* [Dataset records]
--*--

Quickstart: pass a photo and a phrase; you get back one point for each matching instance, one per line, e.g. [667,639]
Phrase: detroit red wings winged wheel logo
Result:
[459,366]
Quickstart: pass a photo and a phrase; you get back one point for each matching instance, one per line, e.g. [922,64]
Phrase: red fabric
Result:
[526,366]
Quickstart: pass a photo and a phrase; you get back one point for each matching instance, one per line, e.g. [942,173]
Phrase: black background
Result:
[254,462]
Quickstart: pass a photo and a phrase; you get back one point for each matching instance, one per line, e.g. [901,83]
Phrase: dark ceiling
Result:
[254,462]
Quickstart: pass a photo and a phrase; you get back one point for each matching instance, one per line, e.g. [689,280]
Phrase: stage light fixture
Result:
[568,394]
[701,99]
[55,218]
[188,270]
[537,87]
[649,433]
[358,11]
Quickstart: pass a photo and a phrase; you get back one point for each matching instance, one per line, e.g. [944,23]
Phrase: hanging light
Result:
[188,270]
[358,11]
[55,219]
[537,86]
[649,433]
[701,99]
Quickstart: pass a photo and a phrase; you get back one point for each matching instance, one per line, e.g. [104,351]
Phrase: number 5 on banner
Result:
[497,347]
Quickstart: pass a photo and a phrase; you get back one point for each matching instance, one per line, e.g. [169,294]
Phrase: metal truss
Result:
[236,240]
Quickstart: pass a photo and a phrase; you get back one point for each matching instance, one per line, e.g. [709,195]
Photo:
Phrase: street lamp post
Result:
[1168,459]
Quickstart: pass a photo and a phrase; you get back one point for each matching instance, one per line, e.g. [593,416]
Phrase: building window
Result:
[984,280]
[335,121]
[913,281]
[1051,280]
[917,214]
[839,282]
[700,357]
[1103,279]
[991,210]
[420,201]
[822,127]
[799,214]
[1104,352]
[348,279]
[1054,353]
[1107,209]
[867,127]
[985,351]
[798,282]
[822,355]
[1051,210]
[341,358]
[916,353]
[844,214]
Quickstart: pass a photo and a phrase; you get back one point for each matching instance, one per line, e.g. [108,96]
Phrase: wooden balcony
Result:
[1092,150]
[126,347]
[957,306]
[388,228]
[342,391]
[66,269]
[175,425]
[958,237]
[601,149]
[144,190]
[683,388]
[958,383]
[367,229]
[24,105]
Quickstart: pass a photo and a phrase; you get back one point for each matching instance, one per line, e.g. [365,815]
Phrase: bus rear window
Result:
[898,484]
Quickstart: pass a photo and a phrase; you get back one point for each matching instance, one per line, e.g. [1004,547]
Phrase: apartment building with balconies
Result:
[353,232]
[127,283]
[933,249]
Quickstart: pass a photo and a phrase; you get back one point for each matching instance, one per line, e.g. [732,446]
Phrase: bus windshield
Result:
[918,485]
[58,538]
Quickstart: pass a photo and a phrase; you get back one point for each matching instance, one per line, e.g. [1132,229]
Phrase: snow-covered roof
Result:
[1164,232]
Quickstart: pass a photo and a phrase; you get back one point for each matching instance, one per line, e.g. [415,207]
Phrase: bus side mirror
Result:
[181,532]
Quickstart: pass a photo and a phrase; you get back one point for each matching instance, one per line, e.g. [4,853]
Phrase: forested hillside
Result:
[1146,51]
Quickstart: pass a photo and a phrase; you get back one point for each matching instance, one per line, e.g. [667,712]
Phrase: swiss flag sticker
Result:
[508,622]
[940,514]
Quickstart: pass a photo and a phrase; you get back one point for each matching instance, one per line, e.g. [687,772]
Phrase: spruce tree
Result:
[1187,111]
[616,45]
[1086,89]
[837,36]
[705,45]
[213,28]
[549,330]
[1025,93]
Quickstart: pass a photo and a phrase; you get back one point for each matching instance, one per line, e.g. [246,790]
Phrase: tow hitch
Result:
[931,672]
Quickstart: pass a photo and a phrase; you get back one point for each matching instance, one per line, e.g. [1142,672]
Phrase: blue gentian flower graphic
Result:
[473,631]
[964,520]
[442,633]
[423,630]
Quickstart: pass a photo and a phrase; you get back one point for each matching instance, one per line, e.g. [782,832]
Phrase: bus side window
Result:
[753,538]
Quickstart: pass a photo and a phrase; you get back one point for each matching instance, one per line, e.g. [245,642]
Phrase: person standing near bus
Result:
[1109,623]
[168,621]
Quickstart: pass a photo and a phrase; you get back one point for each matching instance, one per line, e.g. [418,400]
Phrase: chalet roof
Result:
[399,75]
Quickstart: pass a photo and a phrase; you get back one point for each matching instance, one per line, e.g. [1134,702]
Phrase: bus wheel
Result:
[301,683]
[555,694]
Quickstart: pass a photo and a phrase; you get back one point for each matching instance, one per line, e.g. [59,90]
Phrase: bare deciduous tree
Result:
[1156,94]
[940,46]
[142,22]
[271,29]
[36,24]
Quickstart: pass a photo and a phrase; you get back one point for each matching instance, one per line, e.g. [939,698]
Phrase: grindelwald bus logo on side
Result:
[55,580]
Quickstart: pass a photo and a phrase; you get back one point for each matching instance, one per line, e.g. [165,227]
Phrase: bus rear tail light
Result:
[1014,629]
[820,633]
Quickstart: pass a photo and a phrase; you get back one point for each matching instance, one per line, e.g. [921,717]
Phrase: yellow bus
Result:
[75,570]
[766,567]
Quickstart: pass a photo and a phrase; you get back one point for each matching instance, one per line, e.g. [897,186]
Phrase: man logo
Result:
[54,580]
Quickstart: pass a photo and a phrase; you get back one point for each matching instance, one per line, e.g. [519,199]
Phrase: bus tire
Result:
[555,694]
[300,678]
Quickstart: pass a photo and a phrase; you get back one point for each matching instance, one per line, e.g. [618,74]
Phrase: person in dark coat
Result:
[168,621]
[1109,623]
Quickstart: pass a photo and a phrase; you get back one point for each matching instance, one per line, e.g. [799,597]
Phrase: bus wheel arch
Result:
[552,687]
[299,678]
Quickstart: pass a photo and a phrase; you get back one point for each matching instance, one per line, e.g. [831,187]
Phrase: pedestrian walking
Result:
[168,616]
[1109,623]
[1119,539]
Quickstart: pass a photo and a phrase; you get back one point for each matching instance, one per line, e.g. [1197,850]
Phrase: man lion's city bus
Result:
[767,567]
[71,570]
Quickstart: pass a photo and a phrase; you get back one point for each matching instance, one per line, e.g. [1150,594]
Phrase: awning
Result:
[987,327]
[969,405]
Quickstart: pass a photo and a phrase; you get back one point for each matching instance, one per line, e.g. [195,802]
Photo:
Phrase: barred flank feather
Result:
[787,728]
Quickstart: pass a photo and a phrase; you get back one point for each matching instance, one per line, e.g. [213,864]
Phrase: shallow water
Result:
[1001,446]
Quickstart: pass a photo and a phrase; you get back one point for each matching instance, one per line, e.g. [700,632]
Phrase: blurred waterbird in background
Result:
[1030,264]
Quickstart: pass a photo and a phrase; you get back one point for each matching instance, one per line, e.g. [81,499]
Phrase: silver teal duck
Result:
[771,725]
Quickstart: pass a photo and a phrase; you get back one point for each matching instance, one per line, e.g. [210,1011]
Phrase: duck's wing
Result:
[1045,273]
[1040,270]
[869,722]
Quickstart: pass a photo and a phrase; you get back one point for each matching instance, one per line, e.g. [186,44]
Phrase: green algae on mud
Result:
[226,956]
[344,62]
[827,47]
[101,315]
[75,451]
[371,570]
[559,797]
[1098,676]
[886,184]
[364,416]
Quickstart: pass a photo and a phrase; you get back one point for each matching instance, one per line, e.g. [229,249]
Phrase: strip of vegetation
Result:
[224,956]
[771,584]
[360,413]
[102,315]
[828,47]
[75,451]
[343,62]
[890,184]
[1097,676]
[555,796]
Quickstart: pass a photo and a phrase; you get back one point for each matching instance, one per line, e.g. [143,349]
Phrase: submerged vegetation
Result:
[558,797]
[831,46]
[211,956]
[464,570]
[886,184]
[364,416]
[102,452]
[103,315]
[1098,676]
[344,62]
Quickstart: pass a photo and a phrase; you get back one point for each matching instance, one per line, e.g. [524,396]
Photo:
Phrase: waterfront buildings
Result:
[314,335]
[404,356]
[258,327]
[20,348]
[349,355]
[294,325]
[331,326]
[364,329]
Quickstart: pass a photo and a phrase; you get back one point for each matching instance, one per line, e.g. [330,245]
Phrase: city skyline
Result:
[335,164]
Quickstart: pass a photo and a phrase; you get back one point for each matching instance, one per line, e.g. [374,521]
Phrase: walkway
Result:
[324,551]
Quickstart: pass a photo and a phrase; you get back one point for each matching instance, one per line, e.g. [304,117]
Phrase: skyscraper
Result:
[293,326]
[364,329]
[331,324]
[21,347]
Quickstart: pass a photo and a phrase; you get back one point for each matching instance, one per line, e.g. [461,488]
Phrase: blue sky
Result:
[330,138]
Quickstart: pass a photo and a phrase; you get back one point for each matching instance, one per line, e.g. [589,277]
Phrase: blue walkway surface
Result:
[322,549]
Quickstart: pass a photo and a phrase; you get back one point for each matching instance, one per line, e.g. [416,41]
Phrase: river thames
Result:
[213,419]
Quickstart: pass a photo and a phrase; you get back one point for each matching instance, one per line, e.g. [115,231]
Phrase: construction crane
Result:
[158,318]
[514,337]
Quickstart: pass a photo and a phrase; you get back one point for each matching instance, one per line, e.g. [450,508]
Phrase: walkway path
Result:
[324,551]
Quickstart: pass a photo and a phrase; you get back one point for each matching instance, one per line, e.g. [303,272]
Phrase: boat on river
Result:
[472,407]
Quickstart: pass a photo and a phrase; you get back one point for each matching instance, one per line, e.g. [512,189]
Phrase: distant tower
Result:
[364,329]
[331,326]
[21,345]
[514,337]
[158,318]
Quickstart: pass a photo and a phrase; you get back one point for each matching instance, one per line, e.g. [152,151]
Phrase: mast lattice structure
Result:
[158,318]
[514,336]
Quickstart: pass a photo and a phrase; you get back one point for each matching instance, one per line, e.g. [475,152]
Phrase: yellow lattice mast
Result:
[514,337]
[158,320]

--*--

* [Assignment]
Copy out each line of the data above, exactly, if it lies between the line holding "line, e.g. [709,195]" and the line holding "Phrase: wooden balcony", inclusive; copy no other line.

* [Result of this task]
Quickstart: pass a photo and a phrase; you get back one point for each matching instance, one per line, e.g. [709,195]
Photo:
Phrase: street lamp post
Result:
[1168,459]
Quickstart: pass a photo and a phrase; you get back one point for each matching instance, one per line, e.g. [593,416]
Phrase: building window
Result:
[984,280]
[335,121]
[913,281]
[1051,280]
[917,214]
[839,282]
[700,357]
[1103,279]
[991,210]
[420,201]
[822,127]
[799,214]
[1104,352]
[348,279]
[1054,353]
[1107,209]
[867,127]
[985,351]
[798,282]
[822,355]
[1051,210]
[341,358]
[916,353]
[844,214]
Quickstart: pass a photo and a phrase; you get back one point for each matching instance, one per line, e.g. [108,96]
Phrase: wooden balcony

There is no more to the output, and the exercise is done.